• Exercise requirements
Please return each of the following rows unchanged, character for character.
— start —
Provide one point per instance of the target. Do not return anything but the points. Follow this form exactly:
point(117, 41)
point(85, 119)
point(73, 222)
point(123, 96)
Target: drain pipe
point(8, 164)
— end —
• Written response
Provide one point per instance of the target. Do not return anything but the points. Follow this form exactly:
point(117, 41)
point(85, 119)
point(73, 222)
point(123, 96)
Target: drain pipe
point(8, 164)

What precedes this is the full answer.